━━ TEXT BLOCK ━━
Same refactor, 5 models, very different "extras"

I ran a quick test: one messy Express file (hardcoded creds, duplicated auth, no structure), same prompt to all 5 Pro models. “Refactor this into a clean structure.” Nothing else.

Every model handled the basics fine. What I didn’t expect was all the stuff they added that nobody asked for.

What each model added unprompted

Opus caught that my JWTs had no expiry and added expiresIn: '24h'. It also fixed a status code bug (original used 400 for invalid tokens, should be 401) and created a .gitignore and .env file.

Sonnet caught the same JWT issue but made it configurable (JWT_EXPIRES_IN || '24h'). It also threw in a /health endpoint and a README. If you’re about to deploy behind a load balancer, that health check saves you a step.

GPT behaved in a way that felt architectural. Custom HttpError class, an asyncHandler wrapper (Express doesn’t catch async errors by default, so this one actually matters), and it split app.js from server.js for testability.
━━━
━━ SUPPLIED MATERIAL ━━
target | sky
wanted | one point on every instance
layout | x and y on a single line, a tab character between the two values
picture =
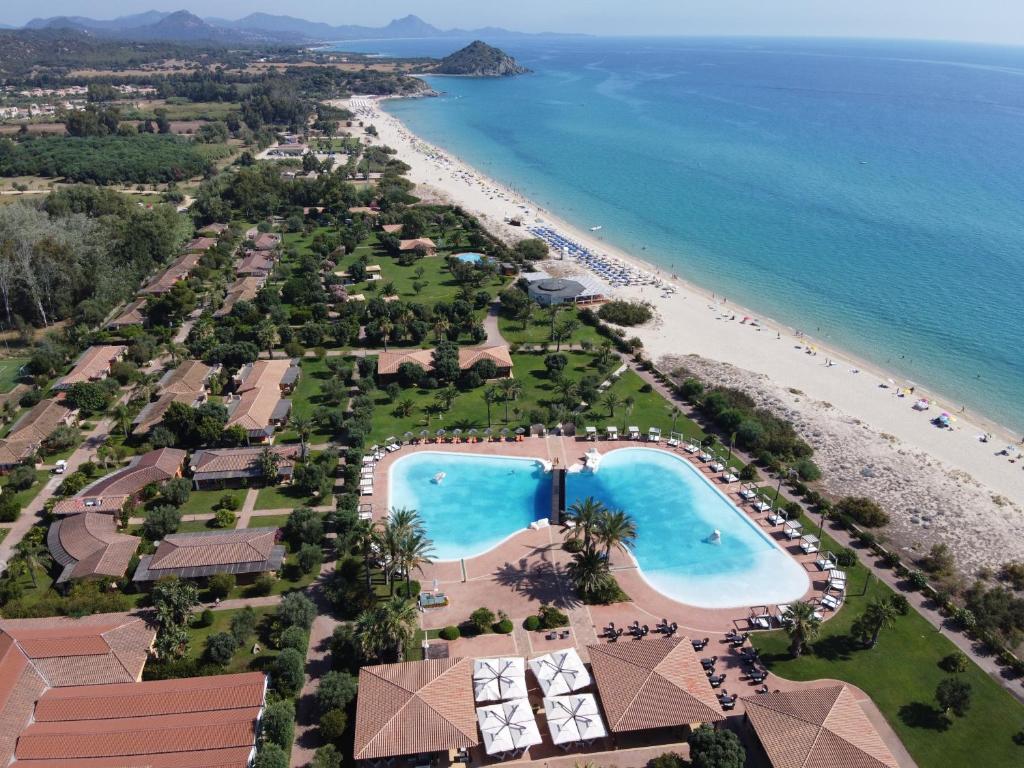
983	20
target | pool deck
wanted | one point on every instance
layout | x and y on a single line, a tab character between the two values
528	568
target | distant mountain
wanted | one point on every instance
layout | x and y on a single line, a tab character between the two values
480	60
185	27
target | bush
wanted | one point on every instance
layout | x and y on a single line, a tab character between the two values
295	637
552	617
862	511
279	724
625	312
270	756
220	585
482	619
333	724
288	672
220	647
336	691
296	609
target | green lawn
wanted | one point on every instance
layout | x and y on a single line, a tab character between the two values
900	675
469	409
244	659
9	368
203	502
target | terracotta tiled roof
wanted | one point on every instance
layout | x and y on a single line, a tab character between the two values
93	364
200	721
816	728
417	707
40	422
654	683
222	547
89	545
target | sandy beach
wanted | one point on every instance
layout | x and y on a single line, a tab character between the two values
939	484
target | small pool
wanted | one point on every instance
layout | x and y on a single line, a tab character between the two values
480	502
676	510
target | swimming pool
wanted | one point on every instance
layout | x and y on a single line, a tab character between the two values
676	510
480	502
483	500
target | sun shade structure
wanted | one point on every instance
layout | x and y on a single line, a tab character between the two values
652	683
499	679
415	708
573	718
508	727
198	555
815	727
560	672
187	723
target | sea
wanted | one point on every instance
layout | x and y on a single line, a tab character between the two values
867	193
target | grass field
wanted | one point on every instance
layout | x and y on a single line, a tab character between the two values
900	674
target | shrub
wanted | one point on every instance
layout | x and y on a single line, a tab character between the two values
482	619
220	647
279	724
862	511
220	585
336	691
552	617
270	756
333	724
295	637
288	672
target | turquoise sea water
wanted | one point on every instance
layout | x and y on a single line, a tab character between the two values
480	501
870	194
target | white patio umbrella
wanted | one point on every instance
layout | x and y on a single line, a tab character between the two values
573	718
498	679
560	672
508	726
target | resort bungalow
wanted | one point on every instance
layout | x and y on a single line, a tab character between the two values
187	383
243	552
815	726
88	546
424	245
219	468
245	289
108	495
415	709
653	683
256	404
71	696
389	363
130	315
93	365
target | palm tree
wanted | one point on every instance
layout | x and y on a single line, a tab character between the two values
880	614
303	425
803	627
510	389
585	515
615	529
588	571
612	400
386	629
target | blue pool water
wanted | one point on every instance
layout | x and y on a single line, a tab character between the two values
676	510
480	502
483	500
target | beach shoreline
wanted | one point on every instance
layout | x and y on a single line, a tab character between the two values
692	321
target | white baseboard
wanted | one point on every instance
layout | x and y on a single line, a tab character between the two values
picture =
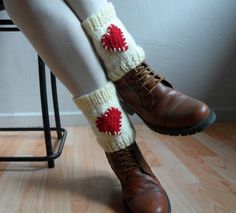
34	119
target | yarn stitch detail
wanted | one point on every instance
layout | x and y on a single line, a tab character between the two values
110	121
114	39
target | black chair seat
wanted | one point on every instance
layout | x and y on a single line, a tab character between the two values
1	5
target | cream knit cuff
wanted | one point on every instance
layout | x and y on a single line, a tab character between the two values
113	43
109	122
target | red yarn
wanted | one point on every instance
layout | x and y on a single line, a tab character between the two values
110	121
114	39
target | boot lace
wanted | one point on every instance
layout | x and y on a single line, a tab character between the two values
146	75
128	159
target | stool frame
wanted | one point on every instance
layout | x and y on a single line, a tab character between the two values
6	25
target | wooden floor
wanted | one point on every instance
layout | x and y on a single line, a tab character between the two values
198	172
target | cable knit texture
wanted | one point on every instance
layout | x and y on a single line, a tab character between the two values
109	122
122	53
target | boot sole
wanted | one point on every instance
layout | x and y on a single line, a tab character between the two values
169	206
205	123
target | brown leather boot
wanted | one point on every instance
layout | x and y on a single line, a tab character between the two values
142	191
162	108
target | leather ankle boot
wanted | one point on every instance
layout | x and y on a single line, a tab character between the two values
163	109
142	191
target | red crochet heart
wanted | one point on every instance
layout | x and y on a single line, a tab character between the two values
110	121
114	39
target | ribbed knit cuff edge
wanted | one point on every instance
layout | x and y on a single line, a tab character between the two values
99	19
89	101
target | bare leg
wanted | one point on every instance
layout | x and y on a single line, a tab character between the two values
56	33
86	8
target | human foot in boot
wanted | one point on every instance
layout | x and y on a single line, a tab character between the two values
142	191
162	108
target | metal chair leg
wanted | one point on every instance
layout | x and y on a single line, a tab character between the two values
45	114
55	105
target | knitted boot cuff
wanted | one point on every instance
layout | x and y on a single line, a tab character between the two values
98	107
117	63
92	100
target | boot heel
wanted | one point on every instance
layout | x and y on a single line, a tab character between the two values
127	108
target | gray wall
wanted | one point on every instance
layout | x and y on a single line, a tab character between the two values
191	42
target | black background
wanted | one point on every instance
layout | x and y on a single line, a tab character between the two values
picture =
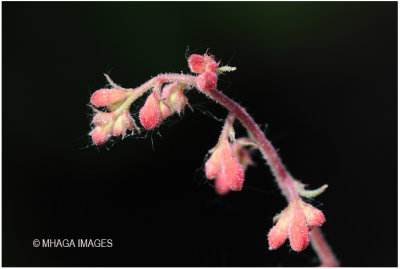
320	78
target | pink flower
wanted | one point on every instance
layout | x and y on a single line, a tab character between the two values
207	80
295	222
108	123
224	166
100	134
106	97
174	99
198	63
150	113
123	123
━━━
# WHAT YOU NEED TO DO
**A)** In the refactor comparison, rewrite the paragraph beginning "Opus caught that my JWTs" as a short list that keeps its main facts.
**B)** Resume the refactor comparison after its last sentence.
The rows are not needed for this work.

# YOUR WRITTEN ANSWERS
**A)**
- Added `expiresIn: '24h'` because the JWTs had no expiry.
- Fixed a status code bug: invalid tokens returned 400 instead of 401.
- Created a `.gitignore` and a `.env` file.

**B)**
Gemini just did the refactor. Nothing extra added. It was also the slowest at ~4m 21s, which is hard to justify when the others add more and finish faster.

Auto picked Opus.

Timing

Model Time
Sonnet ~60s
GPT ~1m 21s
Opus ~2m
Gemini ~4m 21s

Anyway

I’ve been defaulting to Sonnet for most things. Fast, practical additions. Opus when I care about security stuff. GPT if I want it to over-engineer things (sometimes that’s what you want).

The JWT expiry fix and the asyncHandler are things I would’ve missed in a real project, honestly. Worth diffing the output even on simple refactors.

I tested this with Cursor CLI agent mode. Input and outputs committed to git before/after each run.

Try something different.

If you prefer speed, run the same process through ALL models, IN ORDER of speed. Each model will amend the results with the missing parts that only they can determine, but input tokens are faster than output tokens, so the refined models don’t do much but still contribute details.

If you prefer costs, run the same process through ALL the models, IN ORDER of cost. Each model will only add missing details, and of course, input tokens are cheaper than output tokens, the most tokens will be generated by the low cost model.

2 Likes

i hadn’t thought about chaining them in sequence like that. so the idea is each model just fills in what the previous one missed, and you’re optimizing for whether the cheap model or the expensive one does the heavy lifting? how many models deep do you actually run this before the improvements plateau?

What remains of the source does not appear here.